(Dataset records)
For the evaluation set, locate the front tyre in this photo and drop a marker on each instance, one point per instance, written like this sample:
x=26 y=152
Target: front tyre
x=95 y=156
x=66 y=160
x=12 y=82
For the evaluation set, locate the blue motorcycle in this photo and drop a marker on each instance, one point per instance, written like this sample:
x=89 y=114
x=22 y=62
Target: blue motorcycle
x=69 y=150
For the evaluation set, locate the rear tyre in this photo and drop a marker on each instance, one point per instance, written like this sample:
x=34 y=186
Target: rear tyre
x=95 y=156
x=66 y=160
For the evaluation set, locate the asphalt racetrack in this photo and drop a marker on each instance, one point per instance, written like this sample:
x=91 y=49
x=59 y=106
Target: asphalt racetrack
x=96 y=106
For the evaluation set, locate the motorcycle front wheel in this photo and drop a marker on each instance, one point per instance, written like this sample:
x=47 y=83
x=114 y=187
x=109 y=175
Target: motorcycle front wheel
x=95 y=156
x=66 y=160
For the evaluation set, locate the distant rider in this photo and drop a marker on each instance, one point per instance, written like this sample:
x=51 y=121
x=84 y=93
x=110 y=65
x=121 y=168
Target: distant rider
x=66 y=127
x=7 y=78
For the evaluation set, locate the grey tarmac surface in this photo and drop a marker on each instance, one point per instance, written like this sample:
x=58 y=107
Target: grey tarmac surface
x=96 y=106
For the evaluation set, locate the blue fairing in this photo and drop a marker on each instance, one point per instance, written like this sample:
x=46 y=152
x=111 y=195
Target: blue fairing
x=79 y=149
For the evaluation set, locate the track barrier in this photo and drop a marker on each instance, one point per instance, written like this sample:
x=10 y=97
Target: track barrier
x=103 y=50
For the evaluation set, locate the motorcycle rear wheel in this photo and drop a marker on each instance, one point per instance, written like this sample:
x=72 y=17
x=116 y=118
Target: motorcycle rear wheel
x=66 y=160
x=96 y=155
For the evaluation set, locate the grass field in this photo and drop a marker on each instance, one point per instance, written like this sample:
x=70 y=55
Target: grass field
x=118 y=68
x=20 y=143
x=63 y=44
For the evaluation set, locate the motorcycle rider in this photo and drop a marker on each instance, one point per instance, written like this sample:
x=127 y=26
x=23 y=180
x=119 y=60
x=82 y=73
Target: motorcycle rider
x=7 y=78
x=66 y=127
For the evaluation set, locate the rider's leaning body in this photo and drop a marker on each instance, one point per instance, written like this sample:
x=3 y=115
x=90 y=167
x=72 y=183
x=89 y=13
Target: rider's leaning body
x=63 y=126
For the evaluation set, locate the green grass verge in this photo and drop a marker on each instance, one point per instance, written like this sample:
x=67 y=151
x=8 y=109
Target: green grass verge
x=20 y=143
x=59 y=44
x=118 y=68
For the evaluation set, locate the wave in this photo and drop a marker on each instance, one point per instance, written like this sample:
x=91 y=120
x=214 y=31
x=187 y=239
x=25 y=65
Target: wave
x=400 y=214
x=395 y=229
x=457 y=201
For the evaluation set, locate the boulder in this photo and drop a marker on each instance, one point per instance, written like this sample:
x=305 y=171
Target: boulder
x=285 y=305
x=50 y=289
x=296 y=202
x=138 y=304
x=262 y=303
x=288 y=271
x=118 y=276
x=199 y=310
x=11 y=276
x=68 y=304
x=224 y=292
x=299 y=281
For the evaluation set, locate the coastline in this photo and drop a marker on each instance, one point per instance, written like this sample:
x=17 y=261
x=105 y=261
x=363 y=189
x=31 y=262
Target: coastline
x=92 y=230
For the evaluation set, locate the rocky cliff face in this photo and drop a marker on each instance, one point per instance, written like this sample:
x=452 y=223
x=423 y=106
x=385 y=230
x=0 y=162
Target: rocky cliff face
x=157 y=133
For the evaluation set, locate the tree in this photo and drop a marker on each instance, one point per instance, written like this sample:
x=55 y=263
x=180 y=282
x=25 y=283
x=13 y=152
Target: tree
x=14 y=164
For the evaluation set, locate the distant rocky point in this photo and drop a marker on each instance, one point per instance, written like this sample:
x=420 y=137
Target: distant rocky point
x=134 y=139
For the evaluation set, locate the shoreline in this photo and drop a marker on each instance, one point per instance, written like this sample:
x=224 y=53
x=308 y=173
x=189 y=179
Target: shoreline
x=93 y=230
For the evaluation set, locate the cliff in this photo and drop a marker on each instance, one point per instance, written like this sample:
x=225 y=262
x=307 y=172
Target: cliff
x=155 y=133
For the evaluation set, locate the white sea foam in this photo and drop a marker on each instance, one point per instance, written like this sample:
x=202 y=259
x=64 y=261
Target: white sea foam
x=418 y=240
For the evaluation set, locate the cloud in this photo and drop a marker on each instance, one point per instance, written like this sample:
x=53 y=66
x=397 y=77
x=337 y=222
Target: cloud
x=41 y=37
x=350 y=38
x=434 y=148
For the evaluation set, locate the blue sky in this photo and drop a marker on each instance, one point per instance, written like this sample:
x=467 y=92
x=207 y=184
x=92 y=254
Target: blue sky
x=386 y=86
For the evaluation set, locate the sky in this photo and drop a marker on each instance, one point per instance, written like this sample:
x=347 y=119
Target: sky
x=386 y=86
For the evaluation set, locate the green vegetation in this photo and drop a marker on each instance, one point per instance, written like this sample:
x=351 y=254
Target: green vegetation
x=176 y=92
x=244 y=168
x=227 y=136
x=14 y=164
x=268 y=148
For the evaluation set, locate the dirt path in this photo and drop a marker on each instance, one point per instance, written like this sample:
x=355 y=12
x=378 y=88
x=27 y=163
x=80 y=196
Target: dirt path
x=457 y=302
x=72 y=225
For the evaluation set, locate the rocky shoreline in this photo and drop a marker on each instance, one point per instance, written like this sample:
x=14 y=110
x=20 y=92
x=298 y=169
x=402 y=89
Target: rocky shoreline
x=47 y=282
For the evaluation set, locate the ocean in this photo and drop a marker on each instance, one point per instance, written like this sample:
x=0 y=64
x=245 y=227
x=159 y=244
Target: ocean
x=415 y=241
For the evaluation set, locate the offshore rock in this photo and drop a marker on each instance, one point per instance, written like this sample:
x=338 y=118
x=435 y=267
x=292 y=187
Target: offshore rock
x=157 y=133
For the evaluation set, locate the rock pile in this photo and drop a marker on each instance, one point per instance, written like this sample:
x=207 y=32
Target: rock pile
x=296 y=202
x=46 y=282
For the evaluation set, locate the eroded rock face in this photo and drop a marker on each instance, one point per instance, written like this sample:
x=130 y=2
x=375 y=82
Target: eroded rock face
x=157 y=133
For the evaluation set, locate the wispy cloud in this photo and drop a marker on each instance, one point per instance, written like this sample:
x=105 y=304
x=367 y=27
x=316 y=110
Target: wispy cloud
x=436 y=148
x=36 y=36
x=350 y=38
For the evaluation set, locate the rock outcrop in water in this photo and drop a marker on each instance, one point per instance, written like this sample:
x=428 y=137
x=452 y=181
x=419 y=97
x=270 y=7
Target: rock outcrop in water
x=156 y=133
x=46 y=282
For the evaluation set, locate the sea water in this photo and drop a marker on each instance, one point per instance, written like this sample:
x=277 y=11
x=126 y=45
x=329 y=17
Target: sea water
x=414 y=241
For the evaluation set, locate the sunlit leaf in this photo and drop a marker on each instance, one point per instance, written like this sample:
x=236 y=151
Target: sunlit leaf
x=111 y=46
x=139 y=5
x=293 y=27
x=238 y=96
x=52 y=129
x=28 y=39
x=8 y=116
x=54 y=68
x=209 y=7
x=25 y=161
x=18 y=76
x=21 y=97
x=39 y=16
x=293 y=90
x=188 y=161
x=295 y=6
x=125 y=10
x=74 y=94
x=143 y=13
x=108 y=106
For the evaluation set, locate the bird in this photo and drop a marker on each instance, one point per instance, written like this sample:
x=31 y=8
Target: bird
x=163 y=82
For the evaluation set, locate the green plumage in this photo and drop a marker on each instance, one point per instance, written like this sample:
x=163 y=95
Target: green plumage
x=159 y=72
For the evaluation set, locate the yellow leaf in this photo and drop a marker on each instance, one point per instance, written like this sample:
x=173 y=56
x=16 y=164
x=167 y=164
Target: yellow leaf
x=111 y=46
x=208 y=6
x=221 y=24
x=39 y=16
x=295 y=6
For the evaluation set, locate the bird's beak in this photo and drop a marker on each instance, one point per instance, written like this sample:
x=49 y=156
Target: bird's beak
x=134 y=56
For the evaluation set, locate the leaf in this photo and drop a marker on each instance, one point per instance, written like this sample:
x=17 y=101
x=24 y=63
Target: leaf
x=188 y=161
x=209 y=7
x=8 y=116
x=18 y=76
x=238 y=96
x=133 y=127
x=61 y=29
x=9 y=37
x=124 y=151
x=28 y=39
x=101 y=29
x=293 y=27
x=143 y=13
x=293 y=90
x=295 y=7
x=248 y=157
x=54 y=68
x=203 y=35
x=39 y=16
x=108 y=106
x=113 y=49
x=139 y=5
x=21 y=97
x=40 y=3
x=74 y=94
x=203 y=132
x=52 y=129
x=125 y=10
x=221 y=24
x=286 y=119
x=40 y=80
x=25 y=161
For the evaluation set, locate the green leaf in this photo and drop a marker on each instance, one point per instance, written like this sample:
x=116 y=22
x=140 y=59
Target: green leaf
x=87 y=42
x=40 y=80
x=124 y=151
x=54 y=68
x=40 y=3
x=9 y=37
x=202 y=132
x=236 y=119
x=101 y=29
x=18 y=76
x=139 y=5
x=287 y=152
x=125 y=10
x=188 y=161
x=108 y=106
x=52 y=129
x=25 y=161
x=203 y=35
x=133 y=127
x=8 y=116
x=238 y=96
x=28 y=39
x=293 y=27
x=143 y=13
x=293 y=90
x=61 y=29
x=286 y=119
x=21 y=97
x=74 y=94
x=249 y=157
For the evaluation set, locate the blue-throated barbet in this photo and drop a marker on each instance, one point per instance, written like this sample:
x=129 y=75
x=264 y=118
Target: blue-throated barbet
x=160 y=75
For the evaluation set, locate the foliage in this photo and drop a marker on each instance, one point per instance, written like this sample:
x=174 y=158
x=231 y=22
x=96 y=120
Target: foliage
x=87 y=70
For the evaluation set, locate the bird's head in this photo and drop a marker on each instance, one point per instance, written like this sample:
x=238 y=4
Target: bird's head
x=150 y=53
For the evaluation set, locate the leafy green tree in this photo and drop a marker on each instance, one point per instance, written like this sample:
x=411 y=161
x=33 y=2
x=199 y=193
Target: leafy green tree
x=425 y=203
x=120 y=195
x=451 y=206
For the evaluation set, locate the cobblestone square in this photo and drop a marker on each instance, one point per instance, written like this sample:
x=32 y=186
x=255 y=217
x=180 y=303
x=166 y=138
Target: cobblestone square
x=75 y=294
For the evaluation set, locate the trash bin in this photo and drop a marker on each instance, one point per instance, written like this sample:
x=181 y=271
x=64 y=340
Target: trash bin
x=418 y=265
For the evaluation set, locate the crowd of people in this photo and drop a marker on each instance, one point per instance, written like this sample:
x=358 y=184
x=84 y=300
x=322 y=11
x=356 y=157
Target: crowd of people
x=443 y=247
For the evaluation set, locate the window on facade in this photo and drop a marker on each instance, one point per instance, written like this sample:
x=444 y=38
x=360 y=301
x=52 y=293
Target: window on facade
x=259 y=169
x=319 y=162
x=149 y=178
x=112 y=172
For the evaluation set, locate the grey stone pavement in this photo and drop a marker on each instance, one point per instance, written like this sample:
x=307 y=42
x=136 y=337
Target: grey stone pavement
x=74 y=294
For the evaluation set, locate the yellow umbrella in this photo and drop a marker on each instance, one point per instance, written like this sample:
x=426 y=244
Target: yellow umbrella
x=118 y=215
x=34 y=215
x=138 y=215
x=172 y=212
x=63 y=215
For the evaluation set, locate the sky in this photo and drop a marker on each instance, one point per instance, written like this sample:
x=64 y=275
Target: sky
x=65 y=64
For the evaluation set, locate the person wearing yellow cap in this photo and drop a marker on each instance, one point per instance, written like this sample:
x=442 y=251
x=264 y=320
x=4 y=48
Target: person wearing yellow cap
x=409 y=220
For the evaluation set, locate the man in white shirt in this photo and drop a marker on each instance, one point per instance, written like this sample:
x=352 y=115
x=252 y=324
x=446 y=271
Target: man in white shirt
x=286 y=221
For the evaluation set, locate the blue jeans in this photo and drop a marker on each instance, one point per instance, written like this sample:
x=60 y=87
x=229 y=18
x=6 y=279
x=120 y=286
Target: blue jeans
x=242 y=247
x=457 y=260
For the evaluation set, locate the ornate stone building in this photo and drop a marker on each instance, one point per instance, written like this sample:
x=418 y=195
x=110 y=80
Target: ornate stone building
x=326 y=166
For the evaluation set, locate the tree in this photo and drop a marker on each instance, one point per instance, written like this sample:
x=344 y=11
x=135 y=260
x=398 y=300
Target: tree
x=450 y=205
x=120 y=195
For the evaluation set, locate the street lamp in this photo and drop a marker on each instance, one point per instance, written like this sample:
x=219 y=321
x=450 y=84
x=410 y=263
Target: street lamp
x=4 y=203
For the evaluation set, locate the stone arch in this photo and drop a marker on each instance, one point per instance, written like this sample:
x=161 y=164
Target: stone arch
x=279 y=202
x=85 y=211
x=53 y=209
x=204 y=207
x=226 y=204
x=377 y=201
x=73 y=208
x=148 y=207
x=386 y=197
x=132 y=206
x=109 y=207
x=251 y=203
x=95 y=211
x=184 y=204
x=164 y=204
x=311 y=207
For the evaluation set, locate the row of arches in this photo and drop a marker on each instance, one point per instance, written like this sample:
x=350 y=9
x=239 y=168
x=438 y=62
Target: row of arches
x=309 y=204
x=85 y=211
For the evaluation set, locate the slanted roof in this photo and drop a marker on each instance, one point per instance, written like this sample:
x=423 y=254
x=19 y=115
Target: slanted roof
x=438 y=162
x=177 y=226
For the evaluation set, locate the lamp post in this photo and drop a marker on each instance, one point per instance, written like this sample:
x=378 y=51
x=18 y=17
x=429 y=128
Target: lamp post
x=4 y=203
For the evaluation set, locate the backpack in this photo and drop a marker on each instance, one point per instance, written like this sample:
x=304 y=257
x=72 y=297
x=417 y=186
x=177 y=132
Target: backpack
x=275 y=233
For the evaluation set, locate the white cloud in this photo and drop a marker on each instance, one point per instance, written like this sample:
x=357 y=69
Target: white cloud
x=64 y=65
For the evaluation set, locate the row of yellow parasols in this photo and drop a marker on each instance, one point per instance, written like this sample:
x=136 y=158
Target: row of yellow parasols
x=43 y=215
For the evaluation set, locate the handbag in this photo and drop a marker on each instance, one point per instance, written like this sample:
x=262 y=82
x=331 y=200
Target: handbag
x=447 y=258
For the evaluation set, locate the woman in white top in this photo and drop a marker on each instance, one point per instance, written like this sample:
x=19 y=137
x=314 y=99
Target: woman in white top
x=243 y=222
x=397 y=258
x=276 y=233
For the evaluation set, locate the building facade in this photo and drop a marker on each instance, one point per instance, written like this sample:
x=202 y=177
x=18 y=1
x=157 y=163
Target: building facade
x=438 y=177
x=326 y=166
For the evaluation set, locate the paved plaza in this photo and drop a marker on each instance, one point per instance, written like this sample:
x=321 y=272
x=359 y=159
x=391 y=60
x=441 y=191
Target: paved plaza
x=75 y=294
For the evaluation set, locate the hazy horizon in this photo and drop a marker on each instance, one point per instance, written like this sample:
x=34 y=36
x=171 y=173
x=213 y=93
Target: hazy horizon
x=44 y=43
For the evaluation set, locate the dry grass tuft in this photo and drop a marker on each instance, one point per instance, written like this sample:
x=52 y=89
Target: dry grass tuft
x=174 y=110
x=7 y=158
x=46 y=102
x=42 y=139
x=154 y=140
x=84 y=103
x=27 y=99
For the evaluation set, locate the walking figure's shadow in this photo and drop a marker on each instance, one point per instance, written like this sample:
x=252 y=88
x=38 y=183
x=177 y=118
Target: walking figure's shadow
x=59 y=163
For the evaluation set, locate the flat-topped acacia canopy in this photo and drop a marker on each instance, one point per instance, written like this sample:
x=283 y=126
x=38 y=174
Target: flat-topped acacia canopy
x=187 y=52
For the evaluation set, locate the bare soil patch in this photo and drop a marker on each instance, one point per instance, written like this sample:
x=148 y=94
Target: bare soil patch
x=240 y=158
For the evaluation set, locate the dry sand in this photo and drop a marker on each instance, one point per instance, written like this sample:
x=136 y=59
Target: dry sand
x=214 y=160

**DIRECTIONS FOR THIS TASK**
Could you give again exactly the lines from the line containing "For the evaluation set, locate the walking" through the final line of the data above, and no others?

**EXPECTED OUTPUT**
For the evaluation set, locate the walking figure's shadow in this photo and drop a marker on each instance, one point per instance, written like this sample:
x=252 y=88
x=38 y=183
x=177 y=118
Target: walking figure's shadow
x=59 y=163
For the evaluation set, locate the flat-topped acacia canopy in this photo and drop a marker on each instance, one point per instance, written like this sample:
x=283 y=126
x=38 y=174
Target: flat-topped acacia canopy
x=187 y=52
For the evaluation set, locate the bare soil patch in this photo and drop a marker on each instance, one point per instance, written like this sample:
x=148 y=94
Target: bare soil patch
x=240 y=158
For the evaluation set, locate the dry sand in this photo and drop a marker on each instance, one point per instance, written like this sample:
x=136 y=59
Target: dry sand
x=214 y=160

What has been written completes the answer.